◆ Your instructions ◆
Begin at the line containing "Could you please point to the red" in the entries below and end at the line containing "Could you please point to the windshield"; transcribe that range exactly and nothing outside it.

◆ Data to use ◆
■ ■ ■
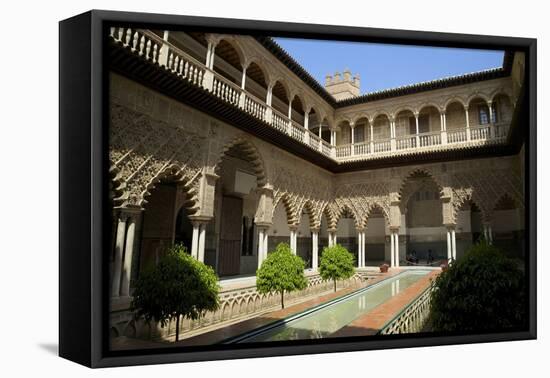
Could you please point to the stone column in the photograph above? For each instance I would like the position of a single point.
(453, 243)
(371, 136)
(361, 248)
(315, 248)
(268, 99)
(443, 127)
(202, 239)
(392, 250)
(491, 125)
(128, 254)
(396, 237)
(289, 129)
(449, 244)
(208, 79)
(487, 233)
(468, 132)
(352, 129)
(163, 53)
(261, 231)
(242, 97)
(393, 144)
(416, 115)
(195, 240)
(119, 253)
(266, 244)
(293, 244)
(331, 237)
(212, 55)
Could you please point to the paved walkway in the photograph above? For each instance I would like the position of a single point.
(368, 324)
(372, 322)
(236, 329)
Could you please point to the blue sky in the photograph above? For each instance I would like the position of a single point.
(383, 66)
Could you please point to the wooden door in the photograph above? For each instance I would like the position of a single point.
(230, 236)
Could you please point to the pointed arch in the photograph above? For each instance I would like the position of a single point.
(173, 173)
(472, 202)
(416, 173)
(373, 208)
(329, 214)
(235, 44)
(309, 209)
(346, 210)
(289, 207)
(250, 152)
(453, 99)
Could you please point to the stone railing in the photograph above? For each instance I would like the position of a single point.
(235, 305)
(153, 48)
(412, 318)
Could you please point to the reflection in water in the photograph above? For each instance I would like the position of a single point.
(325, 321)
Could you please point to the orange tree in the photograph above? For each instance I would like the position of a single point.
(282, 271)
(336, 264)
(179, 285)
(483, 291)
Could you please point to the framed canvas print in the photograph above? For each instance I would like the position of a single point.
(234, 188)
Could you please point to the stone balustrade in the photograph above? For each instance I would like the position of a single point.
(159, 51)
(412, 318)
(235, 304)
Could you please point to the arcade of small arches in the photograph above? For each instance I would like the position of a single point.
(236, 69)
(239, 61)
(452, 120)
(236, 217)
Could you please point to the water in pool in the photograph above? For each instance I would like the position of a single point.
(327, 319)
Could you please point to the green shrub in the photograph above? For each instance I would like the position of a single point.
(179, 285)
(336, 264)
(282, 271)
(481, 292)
■ ■ ■
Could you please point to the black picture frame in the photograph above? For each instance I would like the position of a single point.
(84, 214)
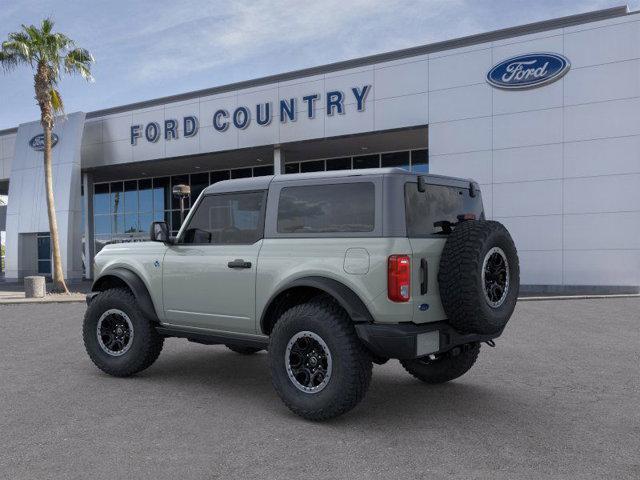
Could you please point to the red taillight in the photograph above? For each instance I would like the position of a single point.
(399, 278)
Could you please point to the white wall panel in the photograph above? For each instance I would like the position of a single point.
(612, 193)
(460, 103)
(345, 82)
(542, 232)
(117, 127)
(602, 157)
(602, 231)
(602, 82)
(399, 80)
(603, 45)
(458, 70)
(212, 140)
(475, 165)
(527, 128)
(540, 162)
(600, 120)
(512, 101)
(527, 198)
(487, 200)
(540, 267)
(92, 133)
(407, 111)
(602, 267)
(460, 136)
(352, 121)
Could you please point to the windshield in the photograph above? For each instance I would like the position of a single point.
■ ■ ■
◆ Response below ◆
Could you please point to the red taillight in the photograph above? For each instance I would like the position of a single point.
(399, 278)
Could you please point to the white wall panel in the photograph above? For each instance I would like the position of a single point.
(612, 193)
(460, 103)
(345, 82)
(542, 232)
(117, 127)
(602, 157)
(602, 231)
(602, 82)
(399, 80)
(603, 45)
(458, 70)
(212, 140)
(475, 165)
(527, 128)
(540, 162)
(600, 120)
(512, 101)
(527, 198)
(487, 200)
(540, 267)
(92, 133)
(407, 111)
(602, 267)
(460, 136)
(352, 121)
Could you please point to the windshield in the photograph above? For each instance I would like the position of a single point.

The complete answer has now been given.